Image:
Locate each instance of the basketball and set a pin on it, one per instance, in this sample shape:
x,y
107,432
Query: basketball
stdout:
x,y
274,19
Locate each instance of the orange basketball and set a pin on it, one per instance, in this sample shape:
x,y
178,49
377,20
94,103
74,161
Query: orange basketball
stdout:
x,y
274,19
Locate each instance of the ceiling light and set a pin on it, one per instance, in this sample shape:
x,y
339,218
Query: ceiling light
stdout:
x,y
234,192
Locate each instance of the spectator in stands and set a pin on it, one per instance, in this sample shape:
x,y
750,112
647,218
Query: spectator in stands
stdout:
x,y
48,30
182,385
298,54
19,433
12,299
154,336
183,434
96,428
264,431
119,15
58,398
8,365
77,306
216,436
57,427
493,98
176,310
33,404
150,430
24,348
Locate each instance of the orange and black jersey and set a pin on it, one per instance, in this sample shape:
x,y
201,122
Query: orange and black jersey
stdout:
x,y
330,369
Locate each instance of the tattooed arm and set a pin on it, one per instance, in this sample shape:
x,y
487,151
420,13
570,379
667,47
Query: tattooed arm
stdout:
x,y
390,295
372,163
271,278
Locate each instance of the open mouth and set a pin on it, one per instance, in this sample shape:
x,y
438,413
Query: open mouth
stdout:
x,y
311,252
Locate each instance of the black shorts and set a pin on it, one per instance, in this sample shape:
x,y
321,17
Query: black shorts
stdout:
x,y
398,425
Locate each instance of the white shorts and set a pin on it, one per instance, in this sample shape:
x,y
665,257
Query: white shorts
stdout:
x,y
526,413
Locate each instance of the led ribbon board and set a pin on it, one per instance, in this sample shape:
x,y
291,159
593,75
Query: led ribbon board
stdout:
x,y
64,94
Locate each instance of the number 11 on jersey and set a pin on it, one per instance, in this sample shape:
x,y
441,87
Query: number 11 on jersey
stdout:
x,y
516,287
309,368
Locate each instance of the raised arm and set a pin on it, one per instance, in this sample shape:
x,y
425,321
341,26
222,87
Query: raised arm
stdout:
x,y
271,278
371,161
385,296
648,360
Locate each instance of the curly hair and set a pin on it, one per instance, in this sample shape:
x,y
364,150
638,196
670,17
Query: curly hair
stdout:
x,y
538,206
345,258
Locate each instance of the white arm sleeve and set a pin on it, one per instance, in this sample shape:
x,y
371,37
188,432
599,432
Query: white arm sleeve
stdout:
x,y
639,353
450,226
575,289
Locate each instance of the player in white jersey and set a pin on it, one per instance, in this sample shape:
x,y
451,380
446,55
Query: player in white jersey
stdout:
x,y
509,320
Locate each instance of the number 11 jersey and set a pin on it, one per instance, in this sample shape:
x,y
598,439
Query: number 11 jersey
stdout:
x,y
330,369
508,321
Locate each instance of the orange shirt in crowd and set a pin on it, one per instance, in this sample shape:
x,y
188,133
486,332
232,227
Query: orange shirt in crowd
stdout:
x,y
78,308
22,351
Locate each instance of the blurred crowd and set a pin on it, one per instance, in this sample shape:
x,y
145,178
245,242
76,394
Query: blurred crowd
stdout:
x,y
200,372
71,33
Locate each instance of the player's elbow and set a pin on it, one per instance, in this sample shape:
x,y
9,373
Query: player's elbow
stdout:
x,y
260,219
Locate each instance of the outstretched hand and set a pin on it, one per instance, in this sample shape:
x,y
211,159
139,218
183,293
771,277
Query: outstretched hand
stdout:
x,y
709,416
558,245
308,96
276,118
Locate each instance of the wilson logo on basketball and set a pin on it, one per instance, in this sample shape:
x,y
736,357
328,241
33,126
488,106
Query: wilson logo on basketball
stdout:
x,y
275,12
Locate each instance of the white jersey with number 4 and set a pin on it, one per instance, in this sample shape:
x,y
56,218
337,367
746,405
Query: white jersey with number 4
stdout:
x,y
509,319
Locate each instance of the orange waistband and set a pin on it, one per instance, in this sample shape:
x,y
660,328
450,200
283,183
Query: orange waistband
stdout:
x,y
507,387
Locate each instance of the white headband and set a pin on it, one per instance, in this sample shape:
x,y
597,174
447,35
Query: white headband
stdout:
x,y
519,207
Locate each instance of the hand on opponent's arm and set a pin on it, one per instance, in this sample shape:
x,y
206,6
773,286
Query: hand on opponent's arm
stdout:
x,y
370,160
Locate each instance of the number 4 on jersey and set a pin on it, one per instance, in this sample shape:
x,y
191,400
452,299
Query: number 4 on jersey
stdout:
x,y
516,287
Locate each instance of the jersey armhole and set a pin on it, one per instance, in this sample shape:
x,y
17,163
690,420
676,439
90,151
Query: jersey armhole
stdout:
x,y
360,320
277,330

******

The exercise
Reproduce every one of the records above word for word, changing nothing.

Completed task
Image:
Locate each instance of the basketball and set a pin on it, one per instance, in this sample shape:
x,y
107,432
Query: basketball
stdout:
x,y
274,19
Locate each instance of the orange basketball and set a pin on it, one per instance, in this sample shape:
x,y
178,49
377,20
94,103
74,161
Query: orange basketball
stdout:
x,y
274,19
Locate each instance of the ceiling light and set a pin on it, one per instance, in this sample shape:
x,y
339,218
Query: ceiling light
stdout:
x,y
234,192
Locate each instance of the spectator in stands and set a pin on it, one per instance, in this sample shape:
x,y
750,112
647,218
Query: spectator in stands
stdout:
x,y
48,30
182,385
298,54
19,433
12,299
154,336
183,434
96,428
264,431
119,15
58,398
8,365
77,306
216,436
57,427
493,98
176,310
33,404
150,430
24,348
Locate each instance of the orange and black jersey and set a pin on it, one per instance, in this sample shape:
x,y
201,122
Query: orange and black jersey
stdout:
x,y
330,369
Locate each instance of the tattooed arm and set a pin on it, one per instance, in this sample shape:
x,y
487,151
420,13
570,379
667,47
Query: tattooed arm
stdout:
x,y
390,295
372,163
271,278
Locate each instance of the open mouth and set a pin on it, one per instance, in this sample shape:
x,y
438,413
Query: open mouth
stdout:
x,y
311,252
Locate each instance of the black shorts and set a pin on it, one per instance, in this sample shape:
x,y
321,17
Query: black shorts
stdout:
x,y
398,425
Locate each instance of the white shorts and set a pin on it, one per instance, in this sample shape:
x,y
665,257
Query: white shorts
stdout:
x,y
526,413
Locate each instance of the led ribbon board and set a pin on it, one per instance, in this sample shape:
x,y
291,159
593,75
Query: led ribbon board
stdout:
x,y
64,94
Locate each instance of the number 11 on jersey and set a pin on it, one per instance, in this sample shape:
x,y
441,87
Query: number 11 on jersey
stdout:
x,y
516,287
309,368
Locate each instance of the raised arm and set a pin on it, one per instance, in this sample shape:
x,y
425,321
341,26
222,87
Query: raised arm
stdout:
x,y
271,278
371,161
385,296
648,360
Locate each instance of the curly hair and set a pin on it, one per instance, in this sample shape:
x,y
364,150
638,196
670,17
Query: curly hair
stdout:
x,y
538,206
345,258
Locate each instance of the white arm sleeve and set a pin on it, one per instance, in this sample shape:
x,y
371,37
188,432
599,432
Query: white arm sleeve
stdout:
x,y
639,353
450,226
575,289
Locate each instance of the player in white jersey and set a pin on it, one per instance, in this sample shape:
x,y
451,380
446,55
Query: player in white jersey
stdout:
x,y
509,320
Locate each instance of the number 11 jersey and set a pin on it, one per instance, in this sample shape:
x,y
598,439
Query: number 11 jersey
stdout:
x,y
330,369
508,321
Locate each instance of the orange shirt in crowd and set a pin on it, one per instance, in this sample shape:
x,y
188,133
486,332
232,227
Query: orange shirt in crowd
stdout:
x,y
78,308
22,351
Locate each instance of the blurred crowd and set a pin on it, one per instance, in this sample shape:
x,y
145,178
245,242
76,394
Query: blurred crowd
stdout:
x,y
200,372
71,33
Locate each instance of the player's elbow and set a pin on it, one per instance, in this sample shape:
x,y
9,373
Query: player's elbow
stdout:
x,y
260,219
Locate each instance of the outstretched hand and set a pin on it, one per instance, in this sample shape:
x,y
211,159
139,218
183,293
771,277
Query: outstretched hand
stdout:
x,y
709,416
558,245
308,96
276,118
Locate each instance of the wilson logo on basketball and set a pin on it, one per instance, in this sample shape:
x,y
736,357
328,241
33,126
488,106
Query: wilson logo on basketball
stdout:
x,y
275,12
Locate each instance of the white jersey with number 4 and set a pin on it, one per instance, in this sample shape:
x,y
56,218
337,367
746,405
Query: white jersey with number 4
stdout:
x,y
509,319
Locate each instance of the orange waistband and set a pin on it, one per instance, in this sample shape:
x,y
660,328
450,200
283,183
Query: orange waistband
stdout:
x,y
507,387
Locate each instance of the white headband and set a pin on it, one per instance, in this sample shape:
x,y
597,174
447,35
Query: white headband
stdout:
x,y
519,207
Locate each instance of the hand on opponent's arm and set a pin on it, one per instance, in this sample shape:
x,y
206,6
773,286
Query: hand on opponent's arm
stdout:
x,y
370,160
Locate each instance of the number 4 on jersey and set a pin on it, one per instance, in this sample shape:
x,y
191,400
452,299
Query: number 4 on jersey
stdout:
x,y
516,287
Locate each instance of the jersey armhole and set a pin on it, one per instance, in this sample shape:
x,y
17,163
690,420
676,439
90,151
Query: jersey armhole
stdout:
x,y
360,320
277,330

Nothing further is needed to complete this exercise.